## YOUR INSTRUCTIONS
From the first entry to the last, repeat the listing exactly.

## GIVEN RECORDS

###

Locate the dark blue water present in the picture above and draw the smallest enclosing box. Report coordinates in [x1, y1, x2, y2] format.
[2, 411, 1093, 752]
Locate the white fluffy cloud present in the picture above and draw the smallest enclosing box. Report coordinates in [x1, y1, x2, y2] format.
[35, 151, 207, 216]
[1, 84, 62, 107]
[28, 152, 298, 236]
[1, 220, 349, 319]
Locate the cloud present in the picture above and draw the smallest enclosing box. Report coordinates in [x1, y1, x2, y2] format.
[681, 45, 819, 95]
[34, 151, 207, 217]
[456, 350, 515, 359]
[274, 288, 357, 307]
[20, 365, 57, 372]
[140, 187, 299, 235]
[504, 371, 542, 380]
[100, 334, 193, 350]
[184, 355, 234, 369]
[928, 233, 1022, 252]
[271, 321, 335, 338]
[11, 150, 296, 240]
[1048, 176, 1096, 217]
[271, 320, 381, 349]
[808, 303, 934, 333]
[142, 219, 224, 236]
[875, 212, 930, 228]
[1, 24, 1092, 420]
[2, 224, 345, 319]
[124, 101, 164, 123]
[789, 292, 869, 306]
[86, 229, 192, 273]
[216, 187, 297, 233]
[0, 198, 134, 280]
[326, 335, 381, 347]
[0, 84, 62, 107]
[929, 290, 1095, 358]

###

## SOLVED EXERCISE
Locate the dark blue water present in the picture above and draw the smallest enclosing box. Report coordinates in [x1, y1, x2, y2] format.
[2, 411, 1093, 752]
Locate the white fluffy cloud present in the picture above and draw the smallest enclosing box. Report coordinates in [x1, y1, x2, y2] format.
[35, 151, 207, 216]
[1, 84, 62, 107]
[28, 152, 298, 236]
[1, 220, 349, 319]
Locate the cloud present in the picture above and draw the smallest enclosing box. Report coordinates in [x1, y1, x2, y2] format.
[681, 45, 819, 95]
[34, 151, 207, 217]
[456, 350, 515, 359]
[274, 288, 357, 307]
[20, 365, 57, 372]
[140, 187, 299, 235]
[504, 371, 542, 380]
[100, 334, 193, 350]
[184, 355, 234, 369]
[928, 233, 1022, 252]
[271, 321, 335, 338]
[11, 150, 296, 240]
[1048, 176, 1096, 217]
[271, 320, 381, 349]
[808, 303, 934, 333]
[142, 219, 224, 236]
[875, 212, 930, 228]
[1, 24, 1092, 420]
[2, 224, 345, 319]
[124, 101, 164, 123]
[789, 292, 869, 306]
[86, 229, 192, 273]
[216, 187, 297, 233]
[0, 198, 134, 280]
[326, 335, 381, 347]
[0, 84, 62, 107]
[929, 290, 1095, 358]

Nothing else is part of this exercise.